WHAT THIS TASK INVOLVES = Write what comes next in the SQL Server parallelism post below, picking up right after its execution plan.

SOURCE PASSAGE =
* Start *

Why Do I see more threads per SPID in sysprocesses than MAXDOP?

Most of the Customers using sql server 2000,2005 and 2008 have this doubt in their mind when using parallelism in sql server.

Why Do I see more threads per SPID in sysprocesses than MAXDOP?

The above question is being addressed in the following blog by Bob Dorr from SQL Server Escalation Services,

https://blogs.msdn.com/psssql/archive/2008/02/13/how-it-works-sql-server-per-query-degree-of-parallelism-worker-count-s.aspx

But we will try to provide some more clarification on this issue, in this blog by explaining the behaviour of query processor when dealing with parallelism with the help of following example.

We have used the following script from the book "Inside Sql server 2005 Query Tuning and Optimization" by Kalen Delaney, to induce parallelism in the execution plan,

create table [HugeTable1]

(

[Key] int,

[Data] int,

[Pad] char(200),

Constraint [PK1] PRIMARY KEY ([Key])

)

SET NOCOUNT ON

DECLARE @i int

BEGIN TRAN

set @i = 0

WHILE @i < 250000

BEGIN

   INSERT [HugeTable1] Values (@i,@i,NULL)

   SET @i = @i + 1

   if @i % 1000 = 0

   BEGIN

      COMMIT TRAN

      BEGIN TRAN

   END

END

COMMIT TRAN

SELECT [KEY],[DATA],[PAD] INTO [HugeTable2] FROM HugeTable1

ALTER TABLE [HugeTable2] ADD CONSTRAINT [PK2] PRIMARY KEY ([Key])

We use the following query which displays parallelism in it’s execution plan

set statistics profile on

select T1.[Key],T1.[Data],T2.[Data] From HugeTable1 T1 Join [HugeTable2] T2 ON T1.[Key] =T2.[Key] where T1.Data < 100 OPTION (MAXDOP 2)

 

Execution Plan

|--Parallelism(Gather Streams)          

  |--Nested Loops(Inner Join, OUTER REFERENCES:([T1].[Key]))

    |--Parallelism(Repartition Streams, RoundRobin Partitioning)

    | |--Clustered Index Scan(OBJECT:([AdventureWorks2008].[dbo].[HugeTable1].[PK1] AS [T1])

                                                               WHERE:([AdventureWorks2008].[dbo].[HugeTable1].[Data] as [T1].[Data]<(100)))

  |--Clustered Index Seek(OBJECT:([AdventureWorks2008].[dbo].[HugeTable2].[PK2] AS [T2]),

                                                       SEEK:([T2].[KEY]=[AdventureWorks2008].[dbo].[HugeTable1].[Key] as [T1].[Key]) ORDERED FORWARD)

* End *

[Dataset excerpt]
* Start *

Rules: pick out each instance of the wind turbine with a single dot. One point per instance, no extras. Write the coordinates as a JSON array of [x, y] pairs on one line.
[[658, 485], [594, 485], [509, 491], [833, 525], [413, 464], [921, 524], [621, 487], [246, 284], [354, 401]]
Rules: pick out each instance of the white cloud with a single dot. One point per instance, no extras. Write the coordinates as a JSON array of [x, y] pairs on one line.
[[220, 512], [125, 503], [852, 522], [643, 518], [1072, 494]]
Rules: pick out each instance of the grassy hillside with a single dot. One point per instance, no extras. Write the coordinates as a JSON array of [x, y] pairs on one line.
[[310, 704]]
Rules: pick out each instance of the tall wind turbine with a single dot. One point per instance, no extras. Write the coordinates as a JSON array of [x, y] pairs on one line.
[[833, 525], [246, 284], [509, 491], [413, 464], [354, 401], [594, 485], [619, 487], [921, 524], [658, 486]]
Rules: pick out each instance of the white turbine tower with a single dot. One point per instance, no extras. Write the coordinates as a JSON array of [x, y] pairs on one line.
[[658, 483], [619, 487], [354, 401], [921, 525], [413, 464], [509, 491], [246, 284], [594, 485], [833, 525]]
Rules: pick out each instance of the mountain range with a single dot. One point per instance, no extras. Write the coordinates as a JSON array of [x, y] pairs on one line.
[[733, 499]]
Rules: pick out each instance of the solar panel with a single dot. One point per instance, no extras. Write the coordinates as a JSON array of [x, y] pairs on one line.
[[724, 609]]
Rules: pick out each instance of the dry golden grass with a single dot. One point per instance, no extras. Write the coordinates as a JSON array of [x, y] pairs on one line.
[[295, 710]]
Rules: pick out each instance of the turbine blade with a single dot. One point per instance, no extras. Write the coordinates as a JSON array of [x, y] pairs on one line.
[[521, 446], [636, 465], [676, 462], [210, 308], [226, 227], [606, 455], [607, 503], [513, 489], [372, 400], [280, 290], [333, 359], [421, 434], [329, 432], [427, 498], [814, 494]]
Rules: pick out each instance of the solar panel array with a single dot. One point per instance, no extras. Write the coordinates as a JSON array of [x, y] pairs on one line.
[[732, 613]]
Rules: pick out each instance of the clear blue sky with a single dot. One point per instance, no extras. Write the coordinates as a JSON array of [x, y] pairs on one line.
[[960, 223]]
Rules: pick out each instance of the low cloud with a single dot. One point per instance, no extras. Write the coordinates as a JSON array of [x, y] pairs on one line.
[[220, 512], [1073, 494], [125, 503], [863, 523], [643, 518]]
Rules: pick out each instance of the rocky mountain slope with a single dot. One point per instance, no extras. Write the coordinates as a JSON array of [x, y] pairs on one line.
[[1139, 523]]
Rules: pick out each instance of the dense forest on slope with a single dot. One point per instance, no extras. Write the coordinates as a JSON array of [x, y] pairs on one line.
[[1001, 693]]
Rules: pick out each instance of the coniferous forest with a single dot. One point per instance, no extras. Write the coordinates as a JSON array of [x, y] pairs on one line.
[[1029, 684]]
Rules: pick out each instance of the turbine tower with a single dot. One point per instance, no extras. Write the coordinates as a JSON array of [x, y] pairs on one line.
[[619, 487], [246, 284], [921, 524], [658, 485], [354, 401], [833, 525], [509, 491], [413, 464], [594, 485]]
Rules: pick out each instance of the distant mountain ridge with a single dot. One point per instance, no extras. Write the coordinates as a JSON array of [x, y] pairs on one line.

* End *

RESPONSE TO THE EXERCISE =
We ran the above query 100 times in a loop,identified the SPID while running the above query and queried the sysprocesses for that spid from another query window at the same time

select * from sys.sysprocesses where spid=56

spid   kpid blocked waittype waittime lastwaittype cpu physical_io ecid status

56     5640 0 0x00BB 3 CXPACKET 66653 20605 0 suspended

56     5936 0 0x00BB 3 CXPACKET 2147483647 0 1 suspended

56     1252 0 0x00BB 1 CXPACKET 2147483647 0 2 suspended

56     3508 56 0x0024 0 LATCH_EX 2147483647 0 3 suspended

56     3580 0 0x0000 0 LATCH_EX 2147483647 0 4 runnable 

As we can see here we have 5 threads which are spawned to execute the query, however while executing the query we limited the DOP to 2 by specifying the MAXDOP hint to 2.

The reason is “MAXDOP is always specified per operator in the execution plan and not per execution plan”.

So in the above execution plan we have 3 operators in the execution plan viz Clustered Index Scan, Clustered Index Seek and Nested Loops.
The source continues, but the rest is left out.